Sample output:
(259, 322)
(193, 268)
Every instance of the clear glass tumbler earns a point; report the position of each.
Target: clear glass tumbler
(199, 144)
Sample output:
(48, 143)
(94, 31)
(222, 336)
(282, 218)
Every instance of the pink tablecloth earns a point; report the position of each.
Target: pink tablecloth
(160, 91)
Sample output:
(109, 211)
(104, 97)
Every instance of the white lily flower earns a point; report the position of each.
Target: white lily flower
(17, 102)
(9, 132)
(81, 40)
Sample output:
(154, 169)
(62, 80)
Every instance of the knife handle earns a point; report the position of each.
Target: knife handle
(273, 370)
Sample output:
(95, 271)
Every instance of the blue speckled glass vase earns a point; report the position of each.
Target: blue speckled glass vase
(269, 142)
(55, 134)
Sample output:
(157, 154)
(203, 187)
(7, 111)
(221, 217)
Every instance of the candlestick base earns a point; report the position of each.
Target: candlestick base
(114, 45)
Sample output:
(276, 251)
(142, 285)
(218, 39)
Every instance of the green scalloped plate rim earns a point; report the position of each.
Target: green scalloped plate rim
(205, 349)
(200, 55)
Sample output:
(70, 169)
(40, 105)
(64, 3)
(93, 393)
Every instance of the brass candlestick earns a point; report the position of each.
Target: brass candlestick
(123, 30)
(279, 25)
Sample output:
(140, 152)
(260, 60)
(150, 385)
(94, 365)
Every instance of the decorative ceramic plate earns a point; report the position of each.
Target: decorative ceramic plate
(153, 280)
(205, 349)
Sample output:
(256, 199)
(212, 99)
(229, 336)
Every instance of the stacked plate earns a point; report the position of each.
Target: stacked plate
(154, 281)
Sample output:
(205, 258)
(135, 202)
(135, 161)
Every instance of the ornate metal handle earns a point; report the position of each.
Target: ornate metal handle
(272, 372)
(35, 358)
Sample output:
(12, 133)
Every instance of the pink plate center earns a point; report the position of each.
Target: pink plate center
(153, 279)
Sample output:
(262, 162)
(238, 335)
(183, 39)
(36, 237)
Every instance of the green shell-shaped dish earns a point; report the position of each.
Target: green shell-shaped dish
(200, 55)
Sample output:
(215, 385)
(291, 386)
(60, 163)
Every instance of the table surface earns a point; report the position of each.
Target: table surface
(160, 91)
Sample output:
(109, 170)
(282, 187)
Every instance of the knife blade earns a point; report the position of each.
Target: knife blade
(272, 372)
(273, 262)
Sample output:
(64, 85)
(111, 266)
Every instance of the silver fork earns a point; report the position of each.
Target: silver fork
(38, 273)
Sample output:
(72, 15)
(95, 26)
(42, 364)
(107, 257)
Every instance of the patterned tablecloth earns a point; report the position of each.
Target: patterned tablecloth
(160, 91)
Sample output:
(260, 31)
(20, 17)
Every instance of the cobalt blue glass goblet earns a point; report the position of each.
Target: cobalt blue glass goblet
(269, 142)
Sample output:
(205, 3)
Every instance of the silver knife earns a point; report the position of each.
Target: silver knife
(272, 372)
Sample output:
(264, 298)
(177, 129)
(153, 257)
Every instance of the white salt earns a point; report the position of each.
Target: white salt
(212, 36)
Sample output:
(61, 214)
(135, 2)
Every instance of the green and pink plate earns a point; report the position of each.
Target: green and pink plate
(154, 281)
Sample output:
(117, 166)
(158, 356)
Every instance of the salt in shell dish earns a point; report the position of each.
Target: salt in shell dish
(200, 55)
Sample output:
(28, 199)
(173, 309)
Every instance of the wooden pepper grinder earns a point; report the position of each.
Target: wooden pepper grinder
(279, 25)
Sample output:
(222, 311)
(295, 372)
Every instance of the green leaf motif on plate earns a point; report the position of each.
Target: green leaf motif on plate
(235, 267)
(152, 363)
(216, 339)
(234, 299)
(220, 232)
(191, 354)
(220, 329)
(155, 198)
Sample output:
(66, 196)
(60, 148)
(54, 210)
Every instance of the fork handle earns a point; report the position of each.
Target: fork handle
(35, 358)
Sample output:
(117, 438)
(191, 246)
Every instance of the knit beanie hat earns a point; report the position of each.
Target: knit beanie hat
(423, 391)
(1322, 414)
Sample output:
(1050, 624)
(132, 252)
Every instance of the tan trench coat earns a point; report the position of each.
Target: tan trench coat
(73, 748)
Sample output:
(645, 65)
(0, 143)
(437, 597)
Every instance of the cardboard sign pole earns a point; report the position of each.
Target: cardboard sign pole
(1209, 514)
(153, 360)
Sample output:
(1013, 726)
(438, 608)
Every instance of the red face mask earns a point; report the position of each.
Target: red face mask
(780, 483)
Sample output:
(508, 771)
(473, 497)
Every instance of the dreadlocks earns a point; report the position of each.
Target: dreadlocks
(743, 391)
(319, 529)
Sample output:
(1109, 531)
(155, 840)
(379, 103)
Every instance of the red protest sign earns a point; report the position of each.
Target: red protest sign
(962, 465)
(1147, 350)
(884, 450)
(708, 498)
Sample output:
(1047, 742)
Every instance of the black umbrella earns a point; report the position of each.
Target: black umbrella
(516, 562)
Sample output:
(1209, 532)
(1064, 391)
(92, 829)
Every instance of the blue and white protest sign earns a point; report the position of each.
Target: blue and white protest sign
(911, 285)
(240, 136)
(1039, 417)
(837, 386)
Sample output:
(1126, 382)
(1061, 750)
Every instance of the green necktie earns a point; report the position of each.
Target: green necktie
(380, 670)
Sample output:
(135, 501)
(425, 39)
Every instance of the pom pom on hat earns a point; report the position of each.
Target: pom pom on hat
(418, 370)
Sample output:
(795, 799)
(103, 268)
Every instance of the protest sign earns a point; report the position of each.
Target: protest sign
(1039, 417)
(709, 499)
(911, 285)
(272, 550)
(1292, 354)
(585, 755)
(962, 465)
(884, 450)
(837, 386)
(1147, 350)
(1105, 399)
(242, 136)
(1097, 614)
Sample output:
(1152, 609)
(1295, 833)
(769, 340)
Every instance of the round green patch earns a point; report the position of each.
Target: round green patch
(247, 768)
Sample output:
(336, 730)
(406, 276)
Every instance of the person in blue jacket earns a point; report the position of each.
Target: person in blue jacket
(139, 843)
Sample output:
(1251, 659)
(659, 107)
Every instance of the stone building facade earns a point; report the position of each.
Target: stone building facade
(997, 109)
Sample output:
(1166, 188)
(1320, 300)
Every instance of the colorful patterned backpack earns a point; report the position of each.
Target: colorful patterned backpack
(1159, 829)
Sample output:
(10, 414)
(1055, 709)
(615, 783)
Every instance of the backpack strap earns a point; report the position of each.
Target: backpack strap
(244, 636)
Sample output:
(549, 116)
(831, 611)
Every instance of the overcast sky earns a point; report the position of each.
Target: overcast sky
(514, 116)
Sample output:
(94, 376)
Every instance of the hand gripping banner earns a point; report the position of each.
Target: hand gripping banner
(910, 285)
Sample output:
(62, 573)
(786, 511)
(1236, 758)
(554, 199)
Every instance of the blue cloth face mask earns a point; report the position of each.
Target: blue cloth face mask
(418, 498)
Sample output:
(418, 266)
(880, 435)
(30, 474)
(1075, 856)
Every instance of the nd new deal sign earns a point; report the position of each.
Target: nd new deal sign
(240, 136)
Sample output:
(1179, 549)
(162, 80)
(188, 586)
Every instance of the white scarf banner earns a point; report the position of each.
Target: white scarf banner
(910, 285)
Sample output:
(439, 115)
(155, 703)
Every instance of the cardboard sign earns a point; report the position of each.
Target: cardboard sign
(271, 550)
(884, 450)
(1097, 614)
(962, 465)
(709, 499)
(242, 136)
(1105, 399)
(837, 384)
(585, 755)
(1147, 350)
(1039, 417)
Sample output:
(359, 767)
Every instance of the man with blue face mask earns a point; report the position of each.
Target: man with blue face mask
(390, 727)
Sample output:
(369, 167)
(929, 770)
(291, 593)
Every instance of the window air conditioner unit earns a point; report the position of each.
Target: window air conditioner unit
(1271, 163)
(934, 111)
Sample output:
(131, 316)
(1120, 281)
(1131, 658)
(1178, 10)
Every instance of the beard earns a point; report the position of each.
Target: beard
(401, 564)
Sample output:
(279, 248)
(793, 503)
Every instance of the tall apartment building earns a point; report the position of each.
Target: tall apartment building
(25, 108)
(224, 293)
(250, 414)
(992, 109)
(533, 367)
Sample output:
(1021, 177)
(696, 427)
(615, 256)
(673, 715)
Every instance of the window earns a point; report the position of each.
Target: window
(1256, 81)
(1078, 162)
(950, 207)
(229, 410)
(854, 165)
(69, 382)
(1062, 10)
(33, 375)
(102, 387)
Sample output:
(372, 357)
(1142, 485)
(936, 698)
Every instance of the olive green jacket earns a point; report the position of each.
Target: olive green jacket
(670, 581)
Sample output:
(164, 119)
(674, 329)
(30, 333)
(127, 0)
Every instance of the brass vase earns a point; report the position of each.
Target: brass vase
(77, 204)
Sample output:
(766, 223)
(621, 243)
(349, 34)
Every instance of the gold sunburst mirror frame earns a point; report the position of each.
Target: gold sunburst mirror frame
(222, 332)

§

**Problem details**
Copy out every line of the records above that contains the string "cobalt". Case counts.

**Written reply**
Every instance of the cobalt blue glass goblet earns a point; report the position of each.
Target: cobalt blue glass goblet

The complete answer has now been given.